### Work request
Would you reproduce exactly the lines below from the one holding "The white sand" through the one holding "The all green", inclusive, and no others?

### Source material
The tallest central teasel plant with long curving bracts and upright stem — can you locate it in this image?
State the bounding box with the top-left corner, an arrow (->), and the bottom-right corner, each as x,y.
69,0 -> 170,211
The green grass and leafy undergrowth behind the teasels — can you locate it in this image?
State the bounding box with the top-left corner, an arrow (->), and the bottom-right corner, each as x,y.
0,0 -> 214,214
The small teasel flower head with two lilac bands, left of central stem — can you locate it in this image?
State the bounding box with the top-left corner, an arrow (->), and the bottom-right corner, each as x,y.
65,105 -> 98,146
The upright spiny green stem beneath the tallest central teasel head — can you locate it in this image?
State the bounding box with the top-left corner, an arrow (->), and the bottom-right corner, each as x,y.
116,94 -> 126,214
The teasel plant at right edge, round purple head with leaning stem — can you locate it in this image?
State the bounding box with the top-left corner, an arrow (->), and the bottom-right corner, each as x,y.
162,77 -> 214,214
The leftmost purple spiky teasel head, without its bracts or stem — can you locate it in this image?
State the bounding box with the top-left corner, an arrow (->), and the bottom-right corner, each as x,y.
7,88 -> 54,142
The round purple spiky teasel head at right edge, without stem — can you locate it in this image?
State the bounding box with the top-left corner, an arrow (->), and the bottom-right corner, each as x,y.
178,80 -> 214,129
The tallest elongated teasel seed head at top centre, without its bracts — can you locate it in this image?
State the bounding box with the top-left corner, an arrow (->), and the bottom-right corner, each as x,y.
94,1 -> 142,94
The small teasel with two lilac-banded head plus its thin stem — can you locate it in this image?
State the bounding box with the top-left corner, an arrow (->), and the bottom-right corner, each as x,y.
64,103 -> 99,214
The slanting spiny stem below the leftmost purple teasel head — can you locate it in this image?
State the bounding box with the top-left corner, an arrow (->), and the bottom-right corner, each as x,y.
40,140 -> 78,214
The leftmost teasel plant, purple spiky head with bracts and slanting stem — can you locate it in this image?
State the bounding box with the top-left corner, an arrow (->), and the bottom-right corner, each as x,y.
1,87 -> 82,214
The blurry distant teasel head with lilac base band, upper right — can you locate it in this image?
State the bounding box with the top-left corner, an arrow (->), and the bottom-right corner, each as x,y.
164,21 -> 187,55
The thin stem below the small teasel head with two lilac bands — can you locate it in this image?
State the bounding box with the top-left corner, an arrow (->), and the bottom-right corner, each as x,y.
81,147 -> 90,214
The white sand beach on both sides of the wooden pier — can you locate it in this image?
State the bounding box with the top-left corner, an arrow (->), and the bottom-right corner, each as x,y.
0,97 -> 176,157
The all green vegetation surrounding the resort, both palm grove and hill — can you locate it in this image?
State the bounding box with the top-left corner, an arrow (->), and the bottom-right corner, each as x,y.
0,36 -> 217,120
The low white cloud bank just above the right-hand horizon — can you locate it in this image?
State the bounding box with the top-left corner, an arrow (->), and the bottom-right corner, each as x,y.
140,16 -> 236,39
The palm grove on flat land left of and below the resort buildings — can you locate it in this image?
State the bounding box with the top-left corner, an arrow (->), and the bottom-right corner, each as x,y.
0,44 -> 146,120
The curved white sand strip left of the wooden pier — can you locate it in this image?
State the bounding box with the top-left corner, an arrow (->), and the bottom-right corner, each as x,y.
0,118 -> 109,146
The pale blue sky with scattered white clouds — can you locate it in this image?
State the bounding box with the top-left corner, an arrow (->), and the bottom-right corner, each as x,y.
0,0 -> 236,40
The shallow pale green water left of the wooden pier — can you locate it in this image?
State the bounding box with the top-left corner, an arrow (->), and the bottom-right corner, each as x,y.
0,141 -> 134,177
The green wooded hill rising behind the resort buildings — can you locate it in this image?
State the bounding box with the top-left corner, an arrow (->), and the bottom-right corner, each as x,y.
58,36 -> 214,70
---
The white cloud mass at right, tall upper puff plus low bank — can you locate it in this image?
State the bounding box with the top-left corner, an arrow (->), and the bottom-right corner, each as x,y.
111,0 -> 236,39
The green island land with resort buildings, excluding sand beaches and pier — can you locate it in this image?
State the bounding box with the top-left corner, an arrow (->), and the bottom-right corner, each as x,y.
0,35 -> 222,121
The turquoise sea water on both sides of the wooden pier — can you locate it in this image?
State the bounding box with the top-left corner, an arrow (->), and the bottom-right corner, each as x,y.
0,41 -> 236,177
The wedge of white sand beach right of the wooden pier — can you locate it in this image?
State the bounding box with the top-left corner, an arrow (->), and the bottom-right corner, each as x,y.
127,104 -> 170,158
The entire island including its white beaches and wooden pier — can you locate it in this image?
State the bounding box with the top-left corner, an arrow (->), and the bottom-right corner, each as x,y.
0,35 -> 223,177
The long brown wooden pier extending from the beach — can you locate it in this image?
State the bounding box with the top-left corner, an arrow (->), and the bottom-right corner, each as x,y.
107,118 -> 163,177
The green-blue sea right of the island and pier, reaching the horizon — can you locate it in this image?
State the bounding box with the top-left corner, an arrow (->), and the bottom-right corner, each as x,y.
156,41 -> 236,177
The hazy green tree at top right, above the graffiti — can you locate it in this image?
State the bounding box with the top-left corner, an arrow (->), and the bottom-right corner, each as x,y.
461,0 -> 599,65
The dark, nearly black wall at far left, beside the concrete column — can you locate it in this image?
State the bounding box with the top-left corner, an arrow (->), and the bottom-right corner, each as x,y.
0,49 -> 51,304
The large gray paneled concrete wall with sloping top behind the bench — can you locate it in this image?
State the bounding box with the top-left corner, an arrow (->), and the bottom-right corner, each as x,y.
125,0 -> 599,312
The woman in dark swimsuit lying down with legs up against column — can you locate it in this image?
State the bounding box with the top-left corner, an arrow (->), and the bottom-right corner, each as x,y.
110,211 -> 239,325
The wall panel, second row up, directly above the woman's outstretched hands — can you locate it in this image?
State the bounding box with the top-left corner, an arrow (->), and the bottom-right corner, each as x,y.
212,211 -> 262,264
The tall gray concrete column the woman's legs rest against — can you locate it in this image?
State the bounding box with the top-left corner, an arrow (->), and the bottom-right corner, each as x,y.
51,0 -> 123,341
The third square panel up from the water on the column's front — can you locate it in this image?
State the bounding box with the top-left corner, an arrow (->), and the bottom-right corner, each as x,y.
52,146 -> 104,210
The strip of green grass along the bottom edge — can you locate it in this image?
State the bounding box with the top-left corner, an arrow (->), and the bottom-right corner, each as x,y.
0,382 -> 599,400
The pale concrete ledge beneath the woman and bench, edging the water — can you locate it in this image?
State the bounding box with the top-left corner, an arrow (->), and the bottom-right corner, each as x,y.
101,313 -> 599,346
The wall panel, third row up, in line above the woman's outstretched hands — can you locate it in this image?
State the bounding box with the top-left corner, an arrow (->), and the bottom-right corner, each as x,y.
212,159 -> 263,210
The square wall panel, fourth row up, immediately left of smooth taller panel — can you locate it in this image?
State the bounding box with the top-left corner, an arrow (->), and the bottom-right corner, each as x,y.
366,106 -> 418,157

### Answer for this exercise
The white sand beach on both sides of the wooden pier — can you locate it in this image?
State the bounding box with the top-left corner, an arrow (->), and the bottom-right corner, each as x,y.
0,97 -> 176,157
The all green vegetation surrounding the resort, both palm grove and hill — can you locate it in this image?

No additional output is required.